Vorliegender Auszug:
━━━━━━

Finanzexperten sehen diese interne Verschiebung von Millionen kritisch. „Die Teil-Finanzierung über die Stiftung sieht nach Verschleierung der Finanzierungsquellen aus“, sagt der Münchner Wirtschaftsprüfer Michael Gschrei, früherer Vorsitzender der Wirtschaftsprüferkammer. „Ob die Porzellanwaren zu Marktpreisen verkauft wurden, kann man zudem nicht überprüfen.“

Könnte man vielleicht schon. Der Wert der Gegenstände sei „durch mehrere Gutachter“ festgelegt worden, antwortet Manufaktur-Pressesprecherin Sandra Jäschke auf eine Anfrage des Handelsblatts im Oktober. Vorlegen wollte sie die Gutachten auf Nachfrage aber nicht – Geschäftsgeheimnis.

Dabei ist Jäschke selbst ein gutes Beispiel für die sonderbare Verstrickung von Stiftung, Manufaktur und Landesregierung. Zum Zeitpunkt der Anfrage agierte sie nicht nur als Pressesprecherin der Manufaktur, sondern zugleich auch als Geschäftsführerin der Stiftung. Vor wenigen Tagen wechselte sie dann als Sprecherin in das sächsische Finanzministerium – um in dieser Funktion Handelsblatt-Fragen an Finanzminister Matthias Haß zu beantworten.

Dessen Ministeriumsleiter und einer seiner Staatssekretär sitzen im Aufsichtsrat des Porzellan-Unternehmens. Das Land schiebt damit nicht nur über fragwürdige Konstruktionen Steuergelder nach Meissen – es kontrolliert sich dabei auch weitgehend selbst.

Ominöse Gutachten

Wenn dann doch mal Prüfer von außen ins Haus geholt werden, gilt auch hier strengste Verschwiegenheit. Ende 2017 hatte sich das Finanzministerium auf einen so genannten Private-Investor-Test der Wirtschaftsprüfungsgesellschaft Deloitte Test gestützt, um der Manufaktur eine günstige Zukunftsprognose zu bescheinigen.

Ein solcher Test, der nach EU-Recht erlaubt ist, soll wirtschaftliche Aktivitäten auf ihren Sinn hin überprüfen. Der Test habe den Kurs der Geschäftsführung bestätigt, teilte die Manufaktur mit. Durch die neue Strategie werde man ab 2021 schwarze Zahlen schreiben. Öffentlich machen wollen aber weder Land noch Manufaktur den Test. Begründung auch hier: Geschäftsgeheimnis. Der Umgang mit Steuergeldern in Sachsen ist offenbar eine Sache, die den sächsischen Steuerzahler nichts angeht.

Dabei dürften die Bürger viele Fragen haben. Auch diese: Wohin fließen jährlich zweistellige Millionenbeträge, die in den Bilanzen der Manufaktur als „sonstige betriebliche Aufwendungen“ ausgewiesen sind? Zwischen 2011 und 2017 kamen so rund 100 Millionen Euro zusammen. Gelder, die laut Bilanz ausdrücklich nicht zu den normalerweise hohen Personalausgaben zählen.

━━━━━━

[Gespeicherte Datensätze]

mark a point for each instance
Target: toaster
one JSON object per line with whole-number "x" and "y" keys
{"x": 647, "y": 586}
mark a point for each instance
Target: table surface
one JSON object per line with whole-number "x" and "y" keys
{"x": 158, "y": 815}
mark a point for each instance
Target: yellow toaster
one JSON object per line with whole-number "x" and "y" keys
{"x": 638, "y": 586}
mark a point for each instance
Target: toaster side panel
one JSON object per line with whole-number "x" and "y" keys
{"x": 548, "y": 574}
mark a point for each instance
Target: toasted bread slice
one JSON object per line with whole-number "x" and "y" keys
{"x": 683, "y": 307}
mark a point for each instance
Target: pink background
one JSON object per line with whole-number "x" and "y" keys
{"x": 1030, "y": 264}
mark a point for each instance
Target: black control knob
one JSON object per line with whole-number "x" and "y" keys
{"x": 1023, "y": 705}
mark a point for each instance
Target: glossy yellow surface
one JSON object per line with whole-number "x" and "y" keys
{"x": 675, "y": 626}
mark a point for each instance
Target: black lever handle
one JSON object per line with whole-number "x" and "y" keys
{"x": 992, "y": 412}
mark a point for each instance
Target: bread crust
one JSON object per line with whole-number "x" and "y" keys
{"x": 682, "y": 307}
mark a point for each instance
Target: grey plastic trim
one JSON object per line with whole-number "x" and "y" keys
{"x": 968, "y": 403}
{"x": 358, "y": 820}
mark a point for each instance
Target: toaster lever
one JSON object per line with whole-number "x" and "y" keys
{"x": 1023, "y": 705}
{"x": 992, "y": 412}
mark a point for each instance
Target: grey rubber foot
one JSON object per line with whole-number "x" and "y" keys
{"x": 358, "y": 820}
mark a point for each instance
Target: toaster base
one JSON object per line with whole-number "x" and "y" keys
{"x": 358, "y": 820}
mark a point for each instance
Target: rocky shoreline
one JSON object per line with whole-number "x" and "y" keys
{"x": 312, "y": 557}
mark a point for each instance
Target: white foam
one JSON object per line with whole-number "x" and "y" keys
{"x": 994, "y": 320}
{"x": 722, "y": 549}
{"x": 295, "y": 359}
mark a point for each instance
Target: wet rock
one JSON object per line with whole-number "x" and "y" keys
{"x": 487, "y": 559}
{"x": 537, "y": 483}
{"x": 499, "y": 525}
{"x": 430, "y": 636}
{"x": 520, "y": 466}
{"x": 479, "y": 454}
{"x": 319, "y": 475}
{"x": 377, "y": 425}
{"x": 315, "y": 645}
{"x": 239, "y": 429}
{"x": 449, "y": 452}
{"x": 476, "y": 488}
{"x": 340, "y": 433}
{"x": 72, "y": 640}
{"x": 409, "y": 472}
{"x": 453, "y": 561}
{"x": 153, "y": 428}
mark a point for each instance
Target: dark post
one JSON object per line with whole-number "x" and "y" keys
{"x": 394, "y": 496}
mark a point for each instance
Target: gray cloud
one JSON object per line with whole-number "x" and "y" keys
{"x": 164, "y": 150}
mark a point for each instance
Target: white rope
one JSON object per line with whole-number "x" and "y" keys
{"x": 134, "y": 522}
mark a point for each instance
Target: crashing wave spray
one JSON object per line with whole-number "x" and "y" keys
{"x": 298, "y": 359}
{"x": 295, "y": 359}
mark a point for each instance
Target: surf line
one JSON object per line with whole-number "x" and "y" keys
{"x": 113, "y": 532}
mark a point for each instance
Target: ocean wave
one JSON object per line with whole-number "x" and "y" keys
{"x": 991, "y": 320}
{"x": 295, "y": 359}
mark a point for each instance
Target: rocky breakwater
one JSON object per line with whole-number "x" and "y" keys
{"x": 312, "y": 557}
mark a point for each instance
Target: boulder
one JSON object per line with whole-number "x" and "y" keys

━━━━━━

Ihre Aufgabe: Nennen Sie alle Personen, die im Auszug über die Finanzierung der Porzellanmanufaktur in Meissen mit Vor- und Nachnamen genannt werden. Die Datensätze stammen aus einer anderen Quelle.

Ergebnis: Michael Gschrei, Sandra Jäschke, Matthias Haß